### PROBLEM TO SOLVE
The entries that follow should be written out exactly.

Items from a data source
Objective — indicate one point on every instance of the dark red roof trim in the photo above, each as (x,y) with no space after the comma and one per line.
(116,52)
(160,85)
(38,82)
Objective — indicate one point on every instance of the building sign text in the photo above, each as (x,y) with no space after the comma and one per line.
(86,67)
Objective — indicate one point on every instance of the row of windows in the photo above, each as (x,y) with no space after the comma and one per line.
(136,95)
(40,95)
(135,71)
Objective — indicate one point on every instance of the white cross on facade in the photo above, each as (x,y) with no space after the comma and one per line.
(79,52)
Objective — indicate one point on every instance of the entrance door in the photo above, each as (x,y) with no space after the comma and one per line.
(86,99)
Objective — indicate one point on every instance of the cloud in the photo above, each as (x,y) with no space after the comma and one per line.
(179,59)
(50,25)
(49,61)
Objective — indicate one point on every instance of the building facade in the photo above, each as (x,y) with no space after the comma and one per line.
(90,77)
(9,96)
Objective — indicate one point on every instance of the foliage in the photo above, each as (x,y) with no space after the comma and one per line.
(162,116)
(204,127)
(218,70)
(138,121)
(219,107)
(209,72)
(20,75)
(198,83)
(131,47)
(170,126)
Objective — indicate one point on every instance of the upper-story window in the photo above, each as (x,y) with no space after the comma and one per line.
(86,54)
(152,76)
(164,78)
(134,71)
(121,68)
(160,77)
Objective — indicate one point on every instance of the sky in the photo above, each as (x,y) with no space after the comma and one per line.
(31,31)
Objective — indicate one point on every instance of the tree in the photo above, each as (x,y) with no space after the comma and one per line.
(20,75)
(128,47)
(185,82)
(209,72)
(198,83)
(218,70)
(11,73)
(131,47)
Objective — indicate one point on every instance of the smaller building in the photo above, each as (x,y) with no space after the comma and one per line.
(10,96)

### TASK OUTPUT
Objective — indicate one point on every instance of the dark red roof trim in the photo above, each as (x,y) with no space after the comma and one per line.
(116,52)
(160,85)
(38,82)
Objective — indicate one point on every instance of the building sign text in the photo above, each as (x,y) with no space after the comma and one per line.
(86,67)
Objective — indicate one point on every instance of the row of windows in the photo above, each as (x,y) with no space after the comma and one per line.
(136,95)
(40,95)
(135,71)
Objective — indicate one point on every instance of the white cross on facade in the photo above, each as (x,y) with no space after the comma and one per line.
(79,52)
Objective — indicate one point on every instance of the entrance door in the photo above, each as (x,y) with no space after the comma and one per line.
(86,99)
Objective — indicate one point on every instance of the cloud in the photo above, each as (x,y) with no space after the comma and one per line.
(179,59)
(50,25)
(49,61)
Objective — indicate one point on every instance of the building facade in the photo above, each as (x,y) with no space after the comma and one per line.
(90,77)
(9,96)
Objective — indicate one point on every instance of the foliage in the photo above, each as (x,y) with no space after the comma and one per line.
(162,116)
(204,127)
(218,70)
(138,121)
(219,107)
(209,72)
(20,75)
(198,83)
(131,47)
(170,126)
Objective — indicate one point on every instance of the upper-story window in the photo above, each as (x,y) with no space after the comma and one per line.
(86,54)
(152,76)
(164,78)
(134,71)
(121,68)
(160,77)
Objective — indicate one point on every instance of the sky in the photo above, each as (x,y) with no space after the comma and one per line.
(31,31)
Objective — indicate one point on every instance of the tree in the photo above, each as (x,y) with no space after the comma and one per line.
(20,75)
(128,47)
(185,82)
(209,72)
(198,83)
(218,70)
(11,73)
(131,47)
Objective — indicate one point on every instance of the smaller building in the photo above, each as (x,y) with no space after the comma and one per line.
(10,96)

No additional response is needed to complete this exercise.